◆ EXERCISE INSTRUCTIONS
A. Answer these questions using the vLLM build instructions below:
(i) Which ROCm version does Dockerfile.rocm use by default?
(ii) What is the default value of `BUILD_FA`?
(iii) What kind of base image does `BASE_IMAGE` specify?
B. Repeat word for word the stretch of the vLLM build instructions from "You can build" through "supports this target.".

◆ EXCERPTED TEXT
[start]
Option 1: Build from source with docker (recommended)
-----------------------------------------------------

You can build and install vLLM from source.

First, build a docker image from `Dockerfile.rocm <https://github.com/vllm-project/vllm/blob/main/Dockerfile.rocm>`_ and launch a docker container from the image.

`Dockerfile.rocm <https://github.com/vllm-project/vllm/blob/main/Dockerfile.rocm>`_ uses ROCm 6.1 by default, but also supports ROCm 5.7 and 6.0 in older vLLM branches.
It provides flexibility to customize the build of docker image using the following arguments:

* `BASE_IMAGE`: specifies the base image used when running ``docker build``, specifically the PyTorch on ROCm base image.
* `BUILD_FA`: specifies whether to build CK flash-attention. The default is 1. For `Radeon RX 7900 series (gfx1100) <https://rocm.docs.amd.com/projects/radeon/en/latest/index.html>`_, this should be set to 0 before flash-attention supports this target.
[end]
◆ Records from a collection
[start]
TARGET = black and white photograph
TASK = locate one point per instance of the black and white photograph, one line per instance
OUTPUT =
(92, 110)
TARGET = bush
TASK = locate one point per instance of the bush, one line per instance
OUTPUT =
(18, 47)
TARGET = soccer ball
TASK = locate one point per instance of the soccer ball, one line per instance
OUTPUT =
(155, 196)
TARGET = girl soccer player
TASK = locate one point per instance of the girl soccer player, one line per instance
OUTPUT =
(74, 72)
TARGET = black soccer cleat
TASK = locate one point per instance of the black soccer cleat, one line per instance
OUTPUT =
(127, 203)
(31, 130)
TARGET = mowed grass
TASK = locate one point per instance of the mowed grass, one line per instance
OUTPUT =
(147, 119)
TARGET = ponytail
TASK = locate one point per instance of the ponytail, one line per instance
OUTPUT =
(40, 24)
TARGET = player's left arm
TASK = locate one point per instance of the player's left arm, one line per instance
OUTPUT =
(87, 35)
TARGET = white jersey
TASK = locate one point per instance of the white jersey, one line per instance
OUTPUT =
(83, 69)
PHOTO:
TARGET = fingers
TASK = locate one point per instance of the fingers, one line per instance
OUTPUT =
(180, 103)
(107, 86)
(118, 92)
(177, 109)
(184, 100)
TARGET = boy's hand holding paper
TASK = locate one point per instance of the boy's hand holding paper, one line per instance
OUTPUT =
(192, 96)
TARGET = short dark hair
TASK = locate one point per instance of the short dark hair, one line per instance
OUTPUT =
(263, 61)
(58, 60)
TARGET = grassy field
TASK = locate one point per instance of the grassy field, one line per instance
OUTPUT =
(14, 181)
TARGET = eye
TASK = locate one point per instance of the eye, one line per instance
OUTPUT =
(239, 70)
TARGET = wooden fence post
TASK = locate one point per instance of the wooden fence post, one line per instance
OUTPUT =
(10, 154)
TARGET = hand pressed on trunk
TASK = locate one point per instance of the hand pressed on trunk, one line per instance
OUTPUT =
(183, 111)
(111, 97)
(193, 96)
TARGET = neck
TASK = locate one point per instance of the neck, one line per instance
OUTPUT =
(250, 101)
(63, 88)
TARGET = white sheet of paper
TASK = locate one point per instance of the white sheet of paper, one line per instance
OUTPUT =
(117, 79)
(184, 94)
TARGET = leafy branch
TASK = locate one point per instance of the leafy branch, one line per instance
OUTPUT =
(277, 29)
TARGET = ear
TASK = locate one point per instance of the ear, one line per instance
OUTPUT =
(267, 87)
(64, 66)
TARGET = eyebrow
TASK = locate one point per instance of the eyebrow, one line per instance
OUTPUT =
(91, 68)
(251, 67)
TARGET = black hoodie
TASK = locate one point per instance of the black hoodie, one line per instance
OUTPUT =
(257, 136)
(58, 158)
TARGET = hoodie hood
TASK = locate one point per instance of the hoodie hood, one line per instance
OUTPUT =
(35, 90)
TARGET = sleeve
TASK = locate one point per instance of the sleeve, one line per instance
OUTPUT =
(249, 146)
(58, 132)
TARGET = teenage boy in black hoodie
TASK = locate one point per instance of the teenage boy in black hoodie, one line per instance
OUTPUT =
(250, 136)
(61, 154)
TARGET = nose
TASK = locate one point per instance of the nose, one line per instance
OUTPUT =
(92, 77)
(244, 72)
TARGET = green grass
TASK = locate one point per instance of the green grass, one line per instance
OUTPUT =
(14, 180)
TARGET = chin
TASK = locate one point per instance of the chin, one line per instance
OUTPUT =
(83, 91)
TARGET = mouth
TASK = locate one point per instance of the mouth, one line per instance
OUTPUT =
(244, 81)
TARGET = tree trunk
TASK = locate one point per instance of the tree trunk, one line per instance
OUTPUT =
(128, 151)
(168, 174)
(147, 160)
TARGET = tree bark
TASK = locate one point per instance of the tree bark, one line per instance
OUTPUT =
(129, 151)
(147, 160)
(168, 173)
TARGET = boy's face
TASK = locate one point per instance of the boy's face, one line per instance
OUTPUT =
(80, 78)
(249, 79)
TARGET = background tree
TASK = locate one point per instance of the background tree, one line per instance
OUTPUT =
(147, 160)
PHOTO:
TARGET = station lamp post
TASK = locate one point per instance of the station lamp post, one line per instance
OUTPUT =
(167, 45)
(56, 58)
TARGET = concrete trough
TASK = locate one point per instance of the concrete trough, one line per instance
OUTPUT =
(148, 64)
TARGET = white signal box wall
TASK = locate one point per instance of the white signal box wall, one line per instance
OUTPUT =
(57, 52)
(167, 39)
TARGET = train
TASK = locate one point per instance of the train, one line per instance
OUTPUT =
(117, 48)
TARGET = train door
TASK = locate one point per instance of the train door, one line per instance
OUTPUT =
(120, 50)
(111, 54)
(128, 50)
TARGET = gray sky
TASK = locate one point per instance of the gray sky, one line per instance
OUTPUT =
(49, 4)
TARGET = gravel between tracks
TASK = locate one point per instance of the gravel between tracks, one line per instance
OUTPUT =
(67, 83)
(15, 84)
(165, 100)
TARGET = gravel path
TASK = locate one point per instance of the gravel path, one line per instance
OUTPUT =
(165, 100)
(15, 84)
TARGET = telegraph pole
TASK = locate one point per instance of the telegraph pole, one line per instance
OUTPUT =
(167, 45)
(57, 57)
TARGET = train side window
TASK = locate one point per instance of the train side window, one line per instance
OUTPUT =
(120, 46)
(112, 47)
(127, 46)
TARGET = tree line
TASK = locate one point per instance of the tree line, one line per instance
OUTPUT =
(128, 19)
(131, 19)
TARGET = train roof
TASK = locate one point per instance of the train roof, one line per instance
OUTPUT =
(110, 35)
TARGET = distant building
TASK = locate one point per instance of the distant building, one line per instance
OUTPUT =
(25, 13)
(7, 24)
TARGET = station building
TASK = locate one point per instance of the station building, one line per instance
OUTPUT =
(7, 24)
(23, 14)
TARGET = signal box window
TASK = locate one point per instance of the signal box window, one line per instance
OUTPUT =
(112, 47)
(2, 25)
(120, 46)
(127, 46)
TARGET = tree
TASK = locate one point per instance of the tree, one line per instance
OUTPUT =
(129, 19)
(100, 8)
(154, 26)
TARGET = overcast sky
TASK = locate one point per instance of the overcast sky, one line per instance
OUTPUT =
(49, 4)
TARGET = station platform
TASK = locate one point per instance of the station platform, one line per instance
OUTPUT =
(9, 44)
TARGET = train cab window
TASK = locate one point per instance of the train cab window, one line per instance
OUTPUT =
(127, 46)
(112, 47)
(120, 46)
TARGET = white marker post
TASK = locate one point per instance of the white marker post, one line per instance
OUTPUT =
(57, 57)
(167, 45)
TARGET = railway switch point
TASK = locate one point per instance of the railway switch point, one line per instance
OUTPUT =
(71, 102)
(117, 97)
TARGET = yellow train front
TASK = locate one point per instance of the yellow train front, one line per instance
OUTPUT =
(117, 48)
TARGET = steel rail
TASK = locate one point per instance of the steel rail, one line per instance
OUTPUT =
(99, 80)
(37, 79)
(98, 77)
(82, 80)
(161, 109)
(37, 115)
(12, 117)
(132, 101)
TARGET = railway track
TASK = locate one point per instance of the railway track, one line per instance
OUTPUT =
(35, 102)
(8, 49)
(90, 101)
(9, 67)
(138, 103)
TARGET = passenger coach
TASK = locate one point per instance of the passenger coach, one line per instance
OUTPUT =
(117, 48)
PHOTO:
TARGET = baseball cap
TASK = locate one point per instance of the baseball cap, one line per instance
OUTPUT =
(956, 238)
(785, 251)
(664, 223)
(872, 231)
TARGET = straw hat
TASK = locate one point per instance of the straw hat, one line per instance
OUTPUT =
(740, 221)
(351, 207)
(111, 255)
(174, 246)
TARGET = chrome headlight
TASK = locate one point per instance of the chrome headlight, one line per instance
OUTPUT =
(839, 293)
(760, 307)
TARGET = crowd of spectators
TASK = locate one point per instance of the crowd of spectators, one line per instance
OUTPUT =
[end]
◆ THE ANSWERS
A.
(i) ROCm 6.1
(ii) 1
(iii) The PyTorch on ROCm base image used when running docker build

B.
You can build and install vLLM from source.

First, build a docker image from `Dockerfile.rocm <https://github.com/vllm-project/vllm/blob/main/Dockerfile.rocm>`_ and launch a docker container from the image.

`Dockerfile.rocm <https://github.com/vllm-project/vllm/blob/main/Dockerfile.rocm>`_ uses ROCm 6.1 by default, but also supports ROCm 5.7 and 6.0 in older vLLM branches.
It provides flexibility to customize the build of docker image using the following arguments:

* `BASE_IMAGE`: specifies the base image used when running ``docker build``, specifically the PyTorch on ROCm base image.
* `BUILD_FA`: specifies whether to build CK flash-attention. The default is 1. For `Radeon RX 7900 series (gfx1100) <https://rocm.docs.amd.com/projects/radeon/en/latest/index.html>`_, this should be set to 0 before flash-attention supports this target.